▶ **THE EXERCISE**:
Rewrite the items below with "even-odd" replaced by "nonzero" and everything else left the same. Leave the pictures out of your answer.

▶ **DATA ROWS**:
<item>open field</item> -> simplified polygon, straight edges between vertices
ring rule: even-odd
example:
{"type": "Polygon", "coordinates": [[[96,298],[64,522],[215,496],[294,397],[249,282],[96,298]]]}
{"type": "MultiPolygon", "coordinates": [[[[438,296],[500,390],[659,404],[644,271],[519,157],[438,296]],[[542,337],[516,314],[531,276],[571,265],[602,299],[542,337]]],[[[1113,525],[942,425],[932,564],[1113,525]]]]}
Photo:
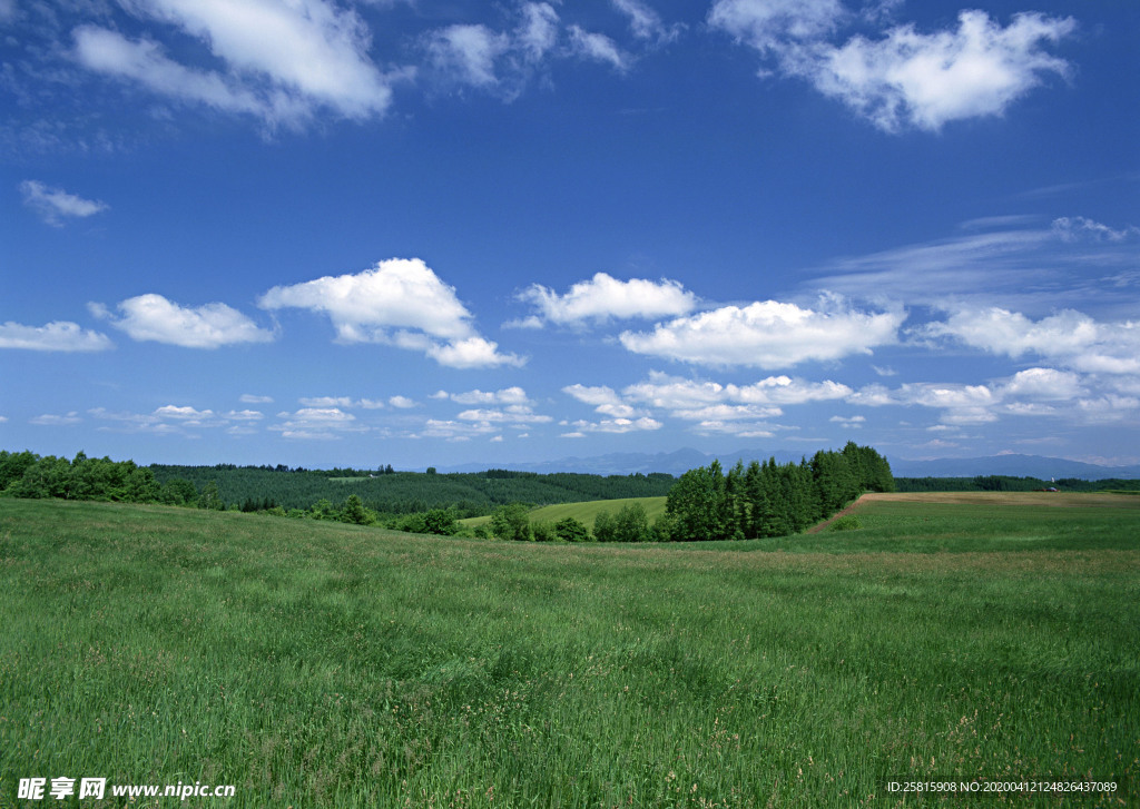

▶ **RESULT OF THIS TASK**:
<item>open field</item> -> simplified polygon, straight edges between vertices
ring rule: nonzero
example:
{"type": "Polygon", "coordinates": [[[96,298],[64,522],[215,496],[294,397],[249,282],[96,298]]]}
{"type": "MultiPolygon", "coordinates": [[[[438,296],[500,390],[659,404],[644,271],[519,157],[438,296]],[[542,337],[516,314],[531,276],[571,265],[602,299],[542,337]]],[[[1113,525],[942,425],[932,564],[1113,525]]]]}
Photo:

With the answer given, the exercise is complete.